**KUTIPAN DOKUMEN**

=====

Tersandera
dan Mendera
Eko Wijayanto, DOSEN FILSAFAT FIB-UI DAN KOORDINATOR PROGRAM STUDI LACAN (PSL-UI)
Sumber
: KOMPAS, 28 Februari 2012
Dengan gaya dan pembawaan yang santai,
tenang, dan santun, Angelina Sondakh duduk di kursi saksi Pengadilan Tindak
Pidana Korupsi Jakarta, Rabu (15 Februari 2012). Anggota DPR yang juga Wakil
Sekjen Partai Demokrat (nonaktif) itu jadi saksi bagi bekas rekan separtainya,
Muhammad Nazaruddin, terdakwa kasus dugaan suap wisma atlet SEA Games 2011.
Kesaksian Angelina ini termasuk hal yang
ditunggu-tunggu. Angelina alias Angie, yang pernah duduk sebagai anggota Badan
Anggaran DPR itu, diharapkan dapat mengungkapkan aliran dana wisma atlet ke
DPR. Namun, apa yang disampaikan Angie di persidangan itu tak lebih dari
sederet bantahan.
Kata ”tidak pernah”, ”tidak ada”, ”tidak
tahu”, atau ”tidak kenal” kerap meluncur dari mantan Puteri Indonesia ini.
Apakah itu sebuah jiwa yang lembut: sebagai bentuk tersensitif dari subyek?
Jiwa yang lembut (beautiful soul) memanipulasi dirinya ke sebuah ketidakaktifannya.
Dalam fakta, hal tersebut tidak hanya sebuah penyangkalan. Berbanding terbalik
dengan makna tersurat dari proposisi beautiful soul itu sendiri, yang mungkin
kita pahami sebagai jiwa yang cantik, indah, baik, ataupun memikat.
Pemanipulasian makna inilah yang perlu diwaspadai guna menghindari kesesatan
makna dalam struktur yang menipu tersebut.

=====

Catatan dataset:
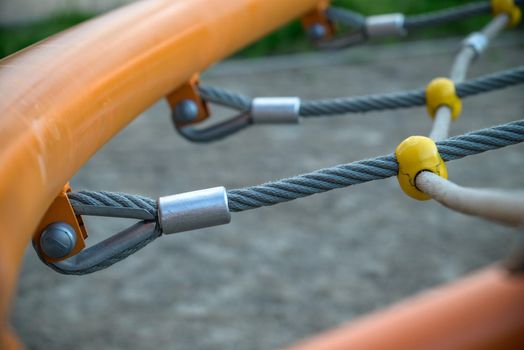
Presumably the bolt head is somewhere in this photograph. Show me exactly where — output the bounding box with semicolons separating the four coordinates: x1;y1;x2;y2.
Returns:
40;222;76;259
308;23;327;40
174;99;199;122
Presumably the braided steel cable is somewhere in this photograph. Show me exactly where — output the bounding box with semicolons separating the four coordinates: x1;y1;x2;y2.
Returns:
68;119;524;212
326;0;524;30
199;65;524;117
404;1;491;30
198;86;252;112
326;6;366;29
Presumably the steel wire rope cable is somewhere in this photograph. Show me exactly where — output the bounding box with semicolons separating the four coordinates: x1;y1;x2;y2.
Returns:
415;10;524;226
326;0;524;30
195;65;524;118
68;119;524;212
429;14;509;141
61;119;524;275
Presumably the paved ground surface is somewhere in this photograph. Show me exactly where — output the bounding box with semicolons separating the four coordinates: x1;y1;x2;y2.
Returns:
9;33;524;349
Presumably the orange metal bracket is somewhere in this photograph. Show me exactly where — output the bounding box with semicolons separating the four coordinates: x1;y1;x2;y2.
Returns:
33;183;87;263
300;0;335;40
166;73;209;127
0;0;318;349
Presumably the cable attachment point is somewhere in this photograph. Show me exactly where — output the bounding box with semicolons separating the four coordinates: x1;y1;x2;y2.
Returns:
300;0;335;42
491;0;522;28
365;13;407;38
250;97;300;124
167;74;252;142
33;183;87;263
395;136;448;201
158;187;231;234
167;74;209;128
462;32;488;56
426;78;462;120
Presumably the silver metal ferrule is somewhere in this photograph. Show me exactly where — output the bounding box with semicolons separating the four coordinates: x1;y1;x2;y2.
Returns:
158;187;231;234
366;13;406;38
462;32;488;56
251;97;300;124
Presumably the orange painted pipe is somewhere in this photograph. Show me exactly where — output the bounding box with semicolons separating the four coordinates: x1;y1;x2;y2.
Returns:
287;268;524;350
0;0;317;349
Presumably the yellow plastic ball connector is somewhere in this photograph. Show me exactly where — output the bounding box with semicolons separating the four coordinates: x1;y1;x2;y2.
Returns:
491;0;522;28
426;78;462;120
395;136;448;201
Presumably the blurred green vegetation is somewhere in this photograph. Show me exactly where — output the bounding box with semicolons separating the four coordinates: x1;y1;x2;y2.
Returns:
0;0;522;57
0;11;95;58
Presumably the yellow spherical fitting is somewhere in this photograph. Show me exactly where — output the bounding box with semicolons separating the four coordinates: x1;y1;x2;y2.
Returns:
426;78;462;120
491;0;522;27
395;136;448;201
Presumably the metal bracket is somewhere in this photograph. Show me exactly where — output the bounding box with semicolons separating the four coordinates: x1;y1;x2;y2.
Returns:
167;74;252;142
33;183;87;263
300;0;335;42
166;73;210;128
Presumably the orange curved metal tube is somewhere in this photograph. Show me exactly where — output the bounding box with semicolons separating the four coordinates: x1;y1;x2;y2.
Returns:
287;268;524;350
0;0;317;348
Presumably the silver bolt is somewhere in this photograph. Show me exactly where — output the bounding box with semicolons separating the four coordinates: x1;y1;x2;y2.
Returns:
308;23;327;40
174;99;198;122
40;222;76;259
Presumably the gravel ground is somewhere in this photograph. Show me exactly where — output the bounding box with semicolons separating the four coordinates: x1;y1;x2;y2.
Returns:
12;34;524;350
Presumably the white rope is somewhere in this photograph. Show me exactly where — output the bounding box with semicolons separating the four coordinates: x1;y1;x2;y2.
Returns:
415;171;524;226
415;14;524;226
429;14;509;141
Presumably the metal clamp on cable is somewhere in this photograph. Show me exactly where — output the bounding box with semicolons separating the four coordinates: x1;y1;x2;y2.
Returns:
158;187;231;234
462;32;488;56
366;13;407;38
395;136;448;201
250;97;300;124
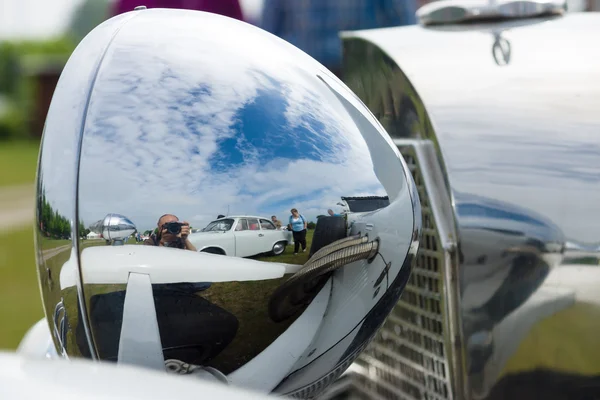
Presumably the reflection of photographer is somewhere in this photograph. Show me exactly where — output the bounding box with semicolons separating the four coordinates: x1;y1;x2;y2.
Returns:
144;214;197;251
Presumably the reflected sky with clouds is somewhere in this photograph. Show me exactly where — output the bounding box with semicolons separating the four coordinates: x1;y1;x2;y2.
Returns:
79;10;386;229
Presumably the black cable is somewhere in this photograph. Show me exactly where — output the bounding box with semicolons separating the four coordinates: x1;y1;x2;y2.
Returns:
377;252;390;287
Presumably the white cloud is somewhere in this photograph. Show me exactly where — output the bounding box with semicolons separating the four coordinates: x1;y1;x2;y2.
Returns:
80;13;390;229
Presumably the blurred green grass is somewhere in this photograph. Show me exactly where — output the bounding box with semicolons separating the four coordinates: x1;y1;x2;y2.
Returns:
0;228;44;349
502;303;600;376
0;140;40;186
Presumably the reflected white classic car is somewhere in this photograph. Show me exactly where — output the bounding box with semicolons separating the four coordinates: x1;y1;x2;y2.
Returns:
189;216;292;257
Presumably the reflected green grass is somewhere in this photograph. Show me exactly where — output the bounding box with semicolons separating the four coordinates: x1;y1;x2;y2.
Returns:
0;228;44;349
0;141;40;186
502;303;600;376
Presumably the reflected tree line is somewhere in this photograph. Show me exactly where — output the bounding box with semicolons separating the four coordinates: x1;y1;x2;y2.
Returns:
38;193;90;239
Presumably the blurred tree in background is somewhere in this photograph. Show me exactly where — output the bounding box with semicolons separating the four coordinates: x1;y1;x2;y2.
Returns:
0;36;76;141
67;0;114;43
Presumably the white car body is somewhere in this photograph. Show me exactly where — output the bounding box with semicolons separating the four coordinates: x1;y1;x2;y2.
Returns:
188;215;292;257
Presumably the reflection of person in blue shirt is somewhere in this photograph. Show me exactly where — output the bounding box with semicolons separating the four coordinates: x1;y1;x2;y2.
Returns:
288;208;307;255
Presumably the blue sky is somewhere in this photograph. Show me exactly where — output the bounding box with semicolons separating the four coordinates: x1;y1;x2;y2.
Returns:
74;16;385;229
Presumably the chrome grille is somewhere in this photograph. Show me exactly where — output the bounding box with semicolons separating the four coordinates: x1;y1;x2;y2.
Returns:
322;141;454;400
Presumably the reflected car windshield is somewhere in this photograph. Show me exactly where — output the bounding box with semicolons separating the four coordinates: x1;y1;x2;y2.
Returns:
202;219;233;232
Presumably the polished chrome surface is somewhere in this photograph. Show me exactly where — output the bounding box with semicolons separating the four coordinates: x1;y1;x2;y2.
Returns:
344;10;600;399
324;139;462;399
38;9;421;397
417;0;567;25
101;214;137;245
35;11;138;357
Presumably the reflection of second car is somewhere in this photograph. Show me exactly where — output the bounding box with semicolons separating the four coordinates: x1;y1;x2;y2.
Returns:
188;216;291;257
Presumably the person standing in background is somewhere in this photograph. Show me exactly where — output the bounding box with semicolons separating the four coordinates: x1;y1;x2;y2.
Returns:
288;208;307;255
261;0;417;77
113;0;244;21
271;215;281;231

=====

**TUJUAN TUGAS**
(1) Menurut kutipan dokumen, pada hari dan tanggal berapa Angelina Sondakh duduk di kursi saksi Pengadilan Tindak Pidana Korupsi Jakarta?
(2) Cetak ulang secara persis bagian daftar mulai dari baris yang memuat "Presumably the reflected green" sampai dengan baris yang memuat "74;16;385;229", termasuk kedua baris tersebut.
Kutipan dokumen dan daftar tersebut berasal dari sumber yang berbeda.

**HASIL**
(1) Rabu, 15 Februari 2012.

(2)
Presumably the reflected green grass is somewhere in this photograph. Show me exactly where — output the bounding box with semicolons separating the four coordinates: x1;y1;x2;y2.
Returns:
0;228;44;349
0;141;40;186
502;303;600;376
Presumably the reflected tree line is somewhere in this photograph. Show me exactly where — output the bounding box with semicolons separating the four coordinates: x1;y1;x2;y2.
Returns:
38;193;90;239
Presumably the blurred tree in background is somewhere in this photograph. Show me exactly where — output the bounding box with semicolons separating the four coordinates: x1;y1;x2;y2.
Returns:
0;36;76;141
67;0;114;43
Presumably the white car body is somewhere in this photograph. Show me exactly where — output the bounding box with semicolons separating the four coordinates: x1;y1;x2;y2.
Returns:
188;215;292;257
Presumably the reflection of person in blue shirt is somewhere in this photograph. Show me exactly where — output the bounding box with semicolons separating the four coordinates: x1;y1;x2;y2.
Returns:
288;208;307;255
Presumably the blue sky is somewhere in this photograph. Show me exactly where — output the bounding box with semicolons separating the four coordinates: x1;y1;x2;y2.
Returns:
74;16;385;229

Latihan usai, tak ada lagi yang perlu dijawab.